▶ **Exercise aim**:
Convert the data, from its first line through the line containing "(0, 5), (434, 253)" (both included), into a JSON list of strings with one string per line. Omit blank lines.

__________

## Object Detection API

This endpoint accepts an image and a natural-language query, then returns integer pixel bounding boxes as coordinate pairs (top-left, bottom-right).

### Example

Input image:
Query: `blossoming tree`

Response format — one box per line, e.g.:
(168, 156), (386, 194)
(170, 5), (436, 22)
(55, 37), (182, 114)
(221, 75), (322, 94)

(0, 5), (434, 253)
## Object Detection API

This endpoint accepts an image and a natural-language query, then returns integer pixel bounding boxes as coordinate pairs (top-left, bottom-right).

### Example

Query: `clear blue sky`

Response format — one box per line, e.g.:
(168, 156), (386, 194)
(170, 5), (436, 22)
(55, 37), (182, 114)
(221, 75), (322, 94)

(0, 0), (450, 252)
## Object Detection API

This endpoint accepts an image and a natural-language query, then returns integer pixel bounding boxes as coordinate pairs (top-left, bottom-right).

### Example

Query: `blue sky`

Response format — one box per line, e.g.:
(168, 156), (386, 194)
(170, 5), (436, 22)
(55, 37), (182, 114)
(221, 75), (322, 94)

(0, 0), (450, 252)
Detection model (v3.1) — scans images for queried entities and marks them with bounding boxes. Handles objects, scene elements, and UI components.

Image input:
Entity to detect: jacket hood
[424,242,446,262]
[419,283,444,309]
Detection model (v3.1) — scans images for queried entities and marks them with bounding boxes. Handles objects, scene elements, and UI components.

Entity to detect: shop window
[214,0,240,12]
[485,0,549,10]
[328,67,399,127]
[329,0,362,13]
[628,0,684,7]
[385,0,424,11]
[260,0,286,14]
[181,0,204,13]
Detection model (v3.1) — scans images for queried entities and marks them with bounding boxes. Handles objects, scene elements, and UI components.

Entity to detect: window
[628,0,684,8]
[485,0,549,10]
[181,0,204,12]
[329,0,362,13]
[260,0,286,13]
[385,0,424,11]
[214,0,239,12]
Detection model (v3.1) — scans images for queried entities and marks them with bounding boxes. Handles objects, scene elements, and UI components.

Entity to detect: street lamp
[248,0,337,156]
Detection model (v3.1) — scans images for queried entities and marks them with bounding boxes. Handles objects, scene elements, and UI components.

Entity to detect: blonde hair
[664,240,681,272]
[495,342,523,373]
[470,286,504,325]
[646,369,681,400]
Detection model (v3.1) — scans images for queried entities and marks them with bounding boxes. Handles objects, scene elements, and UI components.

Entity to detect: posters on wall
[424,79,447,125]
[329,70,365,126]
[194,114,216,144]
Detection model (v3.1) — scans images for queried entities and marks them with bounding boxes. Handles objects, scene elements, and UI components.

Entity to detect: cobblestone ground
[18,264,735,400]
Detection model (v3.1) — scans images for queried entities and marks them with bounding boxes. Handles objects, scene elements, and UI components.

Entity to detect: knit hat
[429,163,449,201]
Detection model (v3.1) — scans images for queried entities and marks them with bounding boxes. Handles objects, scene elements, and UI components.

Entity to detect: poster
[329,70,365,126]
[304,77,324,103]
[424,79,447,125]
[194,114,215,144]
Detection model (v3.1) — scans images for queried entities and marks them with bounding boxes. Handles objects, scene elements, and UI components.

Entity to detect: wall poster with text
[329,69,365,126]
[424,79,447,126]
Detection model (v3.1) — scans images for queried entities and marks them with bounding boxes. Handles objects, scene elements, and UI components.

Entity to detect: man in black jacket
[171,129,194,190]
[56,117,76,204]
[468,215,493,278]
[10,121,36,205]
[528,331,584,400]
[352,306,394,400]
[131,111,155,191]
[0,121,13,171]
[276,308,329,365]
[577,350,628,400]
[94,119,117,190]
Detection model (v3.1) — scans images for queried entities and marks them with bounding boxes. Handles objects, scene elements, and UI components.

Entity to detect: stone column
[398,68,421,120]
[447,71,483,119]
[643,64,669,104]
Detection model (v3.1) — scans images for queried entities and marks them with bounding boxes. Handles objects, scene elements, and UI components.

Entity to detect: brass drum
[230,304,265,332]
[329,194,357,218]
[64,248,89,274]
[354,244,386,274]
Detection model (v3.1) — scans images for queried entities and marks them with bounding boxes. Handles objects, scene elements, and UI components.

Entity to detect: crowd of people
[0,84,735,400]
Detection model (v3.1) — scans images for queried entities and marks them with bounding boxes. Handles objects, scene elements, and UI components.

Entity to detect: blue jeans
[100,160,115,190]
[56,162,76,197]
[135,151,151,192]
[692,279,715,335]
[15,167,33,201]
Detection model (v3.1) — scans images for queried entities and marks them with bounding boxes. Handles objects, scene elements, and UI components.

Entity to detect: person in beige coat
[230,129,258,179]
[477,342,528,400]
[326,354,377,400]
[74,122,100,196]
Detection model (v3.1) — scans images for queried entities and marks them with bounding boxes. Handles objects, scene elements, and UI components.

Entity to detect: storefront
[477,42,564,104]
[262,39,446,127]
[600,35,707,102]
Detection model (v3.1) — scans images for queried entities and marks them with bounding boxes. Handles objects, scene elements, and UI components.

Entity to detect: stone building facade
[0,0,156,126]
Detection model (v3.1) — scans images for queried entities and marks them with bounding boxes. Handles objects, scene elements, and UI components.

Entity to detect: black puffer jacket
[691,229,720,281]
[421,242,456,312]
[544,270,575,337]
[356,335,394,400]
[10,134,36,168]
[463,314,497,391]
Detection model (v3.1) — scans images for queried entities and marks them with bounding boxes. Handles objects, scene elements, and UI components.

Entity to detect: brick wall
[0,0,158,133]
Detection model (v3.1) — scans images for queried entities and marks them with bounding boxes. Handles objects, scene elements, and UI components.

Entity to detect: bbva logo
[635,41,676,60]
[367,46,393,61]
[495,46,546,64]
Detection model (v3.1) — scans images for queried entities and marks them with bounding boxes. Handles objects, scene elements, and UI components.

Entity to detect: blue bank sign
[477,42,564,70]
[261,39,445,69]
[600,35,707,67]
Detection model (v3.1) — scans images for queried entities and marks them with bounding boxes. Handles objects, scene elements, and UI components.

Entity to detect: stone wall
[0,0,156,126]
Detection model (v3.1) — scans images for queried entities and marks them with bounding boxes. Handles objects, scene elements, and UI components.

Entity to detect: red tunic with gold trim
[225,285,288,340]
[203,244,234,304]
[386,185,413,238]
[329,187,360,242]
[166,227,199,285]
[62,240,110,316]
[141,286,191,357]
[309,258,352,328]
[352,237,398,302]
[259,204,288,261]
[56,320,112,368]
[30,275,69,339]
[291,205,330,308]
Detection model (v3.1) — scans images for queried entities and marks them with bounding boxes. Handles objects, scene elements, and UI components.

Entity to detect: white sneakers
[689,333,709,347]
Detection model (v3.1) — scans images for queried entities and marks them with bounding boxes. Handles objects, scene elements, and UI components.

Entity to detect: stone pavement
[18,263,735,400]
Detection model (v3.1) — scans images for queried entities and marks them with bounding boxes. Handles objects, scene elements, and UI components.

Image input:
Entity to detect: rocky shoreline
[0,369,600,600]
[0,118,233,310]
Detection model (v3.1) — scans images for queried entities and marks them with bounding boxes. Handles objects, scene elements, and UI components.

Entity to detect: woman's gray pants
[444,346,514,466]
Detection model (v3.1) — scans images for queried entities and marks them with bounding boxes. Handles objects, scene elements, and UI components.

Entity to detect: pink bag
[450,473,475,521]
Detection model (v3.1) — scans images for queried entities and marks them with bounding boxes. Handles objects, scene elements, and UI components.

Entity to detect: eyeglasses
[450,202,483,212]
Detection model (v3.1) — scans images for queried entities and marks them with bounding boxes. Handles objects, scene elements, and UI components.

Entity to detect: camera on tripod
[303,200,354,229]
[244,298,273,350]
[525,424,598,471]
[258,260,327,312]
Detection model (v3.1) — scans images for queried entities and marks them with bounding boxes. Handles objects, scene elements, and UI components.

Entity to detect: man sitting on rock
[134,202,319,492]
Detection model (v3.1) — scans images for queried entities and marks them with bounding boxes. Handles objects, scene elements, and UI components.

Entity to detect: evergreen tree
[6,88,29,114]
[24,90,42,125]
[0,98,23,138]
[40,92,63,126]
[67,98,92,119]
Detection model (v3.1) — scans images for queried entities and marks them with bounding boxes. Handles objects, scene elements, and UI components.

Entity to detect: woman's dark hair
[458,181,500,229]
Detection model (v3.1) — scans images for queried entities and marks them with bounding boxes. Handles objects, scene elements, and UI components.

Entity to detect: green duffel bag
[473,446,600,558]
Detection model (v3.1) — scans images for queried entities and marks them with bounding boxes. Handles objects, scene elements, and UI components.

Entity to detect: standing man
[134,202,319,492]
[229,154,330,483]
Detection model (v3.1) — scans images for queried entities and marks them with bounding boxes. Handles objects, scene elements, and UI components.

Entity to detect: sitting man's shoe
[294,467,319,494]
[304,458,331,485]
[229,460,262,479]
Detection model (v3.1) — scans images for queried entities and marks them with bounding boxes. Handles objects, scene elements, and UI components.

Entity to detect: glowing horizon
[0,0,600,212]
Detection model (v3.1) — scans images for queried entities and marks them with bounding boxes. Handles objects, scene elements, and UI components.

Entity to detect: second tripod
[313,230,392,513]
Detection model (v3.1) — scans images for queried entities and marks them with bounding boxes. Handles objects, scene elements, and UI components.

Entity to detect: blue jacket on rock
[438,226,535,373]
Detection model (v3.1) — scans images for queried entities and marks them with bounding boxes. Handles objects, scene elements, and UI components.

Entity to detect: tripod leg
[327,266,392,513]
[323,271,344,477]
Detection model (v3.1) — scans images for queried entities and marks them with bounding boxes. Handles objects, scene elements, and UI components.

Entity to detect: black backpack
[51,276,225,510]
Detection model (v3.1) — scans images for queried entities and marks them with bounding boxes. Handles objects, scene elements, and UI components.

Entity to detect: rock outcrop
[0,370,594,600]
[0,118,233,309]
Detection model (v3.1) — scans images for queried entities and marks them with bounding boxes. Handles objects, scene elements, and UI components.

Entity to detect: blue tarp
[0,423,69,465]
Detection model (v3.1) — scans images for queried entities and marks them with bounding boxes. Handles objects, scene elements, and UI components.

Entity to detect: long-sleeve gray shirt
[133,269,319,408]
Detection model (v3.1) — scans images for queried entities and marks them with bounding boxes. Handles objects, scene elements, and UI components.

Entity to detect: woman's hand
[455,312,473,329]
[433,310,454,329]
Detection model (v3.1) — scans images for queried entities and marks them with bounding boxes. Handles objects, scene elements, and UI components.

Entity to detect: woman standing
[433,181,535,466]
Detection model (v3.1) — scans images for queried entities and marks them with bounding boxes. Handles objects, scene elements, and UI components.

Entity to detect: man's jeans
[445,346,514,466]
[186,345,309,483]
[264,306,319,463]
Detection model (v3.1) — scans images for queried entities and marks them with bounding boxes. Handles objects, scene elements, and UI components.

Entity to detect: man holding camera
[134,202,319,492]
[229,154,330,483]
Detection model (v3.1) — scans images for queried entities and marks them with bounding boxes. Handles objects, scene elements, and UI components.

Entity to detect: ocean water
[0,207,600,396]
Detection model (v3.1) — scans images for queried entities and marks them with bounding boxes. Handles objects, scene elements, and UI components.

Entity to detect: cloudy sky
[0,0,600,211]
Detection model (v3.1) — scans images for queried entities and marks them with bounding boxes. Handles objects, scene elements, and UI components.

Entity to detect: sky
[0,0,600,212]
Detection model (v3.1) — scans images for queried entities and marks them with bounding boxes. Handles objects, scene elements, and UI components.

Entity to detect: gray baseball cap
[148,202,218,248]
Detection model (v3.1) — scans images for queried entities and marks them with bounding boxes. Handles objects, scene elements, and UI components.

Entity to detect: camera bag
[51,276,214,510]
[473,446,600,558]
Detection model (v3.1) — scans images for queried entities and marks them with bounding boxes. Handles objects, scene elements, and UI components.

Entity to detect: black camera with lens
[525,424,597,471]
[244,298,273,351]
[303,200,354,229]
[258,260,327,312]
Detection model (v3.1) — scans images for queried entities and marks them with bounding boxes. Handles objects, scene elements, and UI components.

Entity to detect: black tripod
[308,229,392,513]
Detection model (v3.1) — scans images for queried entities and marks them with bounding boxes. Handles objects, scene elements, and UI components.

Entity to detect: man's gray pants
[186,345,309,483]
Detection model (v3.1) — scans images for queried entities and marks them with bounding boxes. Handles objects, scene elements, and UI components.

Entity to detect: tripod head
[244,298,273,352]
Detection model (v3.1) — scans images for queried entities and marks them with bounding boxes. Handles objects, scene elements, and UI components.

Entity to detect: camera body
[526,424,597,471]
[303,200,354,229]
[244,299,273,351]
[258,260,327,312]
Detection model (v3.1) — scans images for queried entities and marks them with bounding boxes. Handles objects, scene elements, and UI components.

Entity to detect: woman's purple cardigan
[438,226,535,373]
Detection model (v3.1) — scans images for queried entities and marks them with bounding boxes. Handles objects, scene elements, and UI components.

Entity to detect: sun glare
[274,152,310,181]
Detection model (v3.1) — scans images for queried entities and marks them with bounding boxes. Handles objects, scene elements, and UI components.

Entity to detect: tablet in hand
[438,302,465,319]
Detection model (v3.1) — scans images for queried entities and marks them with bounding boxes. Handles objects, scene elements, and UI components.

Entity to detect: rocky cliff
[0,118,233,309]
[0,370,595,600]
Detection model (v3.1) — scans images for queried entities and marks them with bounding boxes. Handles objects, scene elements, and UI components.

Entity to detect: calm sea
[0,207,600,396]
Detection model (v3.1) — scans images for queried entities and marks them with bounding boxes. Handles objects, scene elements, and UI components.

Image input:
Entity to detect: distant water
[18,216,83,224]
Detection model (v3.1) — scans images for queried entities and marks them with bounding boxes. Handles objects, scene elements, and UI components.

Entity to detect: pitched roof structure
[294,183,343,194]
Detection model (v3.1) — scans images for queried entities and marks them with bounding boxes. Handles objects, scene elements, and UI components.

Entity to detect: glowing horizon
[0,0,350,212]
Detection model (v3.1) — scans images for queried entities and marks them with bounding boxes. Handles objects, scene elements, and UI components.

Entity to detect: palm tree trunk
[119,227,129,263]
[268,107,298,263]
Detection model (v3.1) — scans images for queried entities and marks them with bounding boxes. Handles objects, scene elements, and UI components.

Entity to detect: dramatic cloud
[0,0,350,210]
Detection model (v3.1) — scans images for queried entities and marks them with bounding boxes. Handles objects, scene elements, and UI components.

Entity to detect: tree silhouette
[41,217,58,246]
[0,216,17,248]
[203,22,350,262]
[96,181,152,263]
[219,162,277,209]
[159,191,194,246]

__________

▶ **Answer to this exercise**:
[
  "## Object Detection API",
  "This endpoint accepts an image and a natural-language query, then returns integer pixel bounding boxes as coordinate pairs (top-left, bottom-right).",
  "### Example",
  "Input image:",
  "Query: `blossoming tree`",
  "Response format — one box per line, e.g.:",
  "(168, 156), (386, 194)",
  "(170, 5), (436, 22)",
  "(55, 37), (182, 114)",
  "(221, 75), (322, 94)",
  "(0, 5), (434, 253)"
]